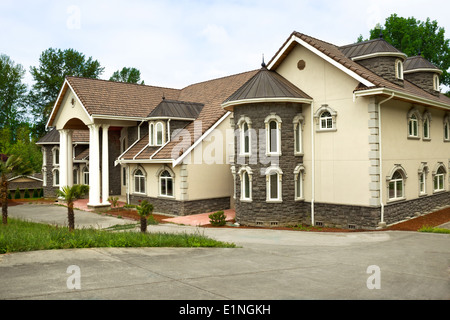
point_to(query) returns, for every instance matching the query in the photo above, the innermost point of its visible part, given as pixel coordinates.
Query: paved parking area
(268, 265)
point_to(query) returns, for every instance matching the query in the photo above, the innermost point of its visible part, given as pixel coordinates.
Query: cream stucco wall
(341, 156)
(67, 111)
(398, 149)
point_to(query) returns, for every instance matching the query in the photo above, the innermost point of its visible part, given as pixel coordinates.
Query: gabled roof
(263, 86)
(176, 109)
(419, 63)
(371, 83)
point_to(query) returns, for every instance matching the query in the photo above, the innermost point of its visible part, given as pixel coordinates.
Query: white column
(94, 165)
(69, 158)
(63, 158)
(105, 165)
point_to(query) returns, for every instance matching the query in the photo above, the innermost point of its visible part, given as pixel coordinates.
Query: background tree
(70, 194)
(130, 75)
(12, 164)
(54, 66)
(12, 93)
(414, 37)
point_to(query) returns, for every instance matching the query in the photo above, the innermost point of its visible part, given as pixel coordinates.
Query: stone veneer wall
(183, 208)
(259, 211)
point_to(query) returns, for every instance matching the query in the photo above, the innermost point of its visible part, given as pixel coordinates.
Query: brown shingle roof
(101, 97)
(336, 54)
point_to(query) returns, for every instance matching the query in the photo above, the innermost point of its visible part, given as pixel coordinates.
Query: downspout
(382, 223)
(312, 165)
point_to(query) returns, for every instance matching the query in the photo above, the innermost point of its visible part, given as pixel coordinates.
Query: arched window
(413, 126)
(166, 184)
(298, 134)
(439, 179)
(436, 82)
(245, 174)
(298, 179)
(86, 175)
(447, 128)
(139, 181)
(396, 185)
(399, 69)
(159, 134)
(273, 184)
(56, 177)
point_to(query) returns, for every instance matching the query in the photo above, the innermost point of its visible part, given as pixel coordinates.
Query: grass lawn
(19, 235)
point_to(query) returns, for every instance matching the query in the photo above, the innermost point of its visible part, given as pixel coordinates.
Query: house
(355, 136)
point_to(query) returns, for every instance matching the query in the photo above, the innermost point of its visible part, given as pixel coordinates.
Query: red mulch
(430, 220)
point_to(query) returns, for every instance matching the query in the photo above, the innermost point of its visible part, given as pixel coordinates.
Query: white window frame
(299, 176)
(399, 69)
(244, 120)
(298, 134)
(423, 173)
(390, 180)
(85, 175)
(56, 176)
(166, 179)
(242, 172)
(56, 156)
(414, 120)
(269, 119)
(436, 84)
(446, 128)
(141, 187)
(318, 115)
(279, 179)
(426, 123)
(439, 178)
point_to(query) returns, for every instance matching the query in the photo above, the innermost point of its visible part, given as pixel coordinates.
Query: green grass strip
(19, 236)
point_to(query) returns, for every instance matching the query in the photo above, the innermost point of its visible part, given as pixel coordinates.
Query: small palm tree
(12, 164)
(70, 194)
(144, 210)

----------

=== WHAT TO PRODUCE ===
How many lines of the data above contain the string "window"? Reply with the number only.

=== REPLY TO THE TASK ===
2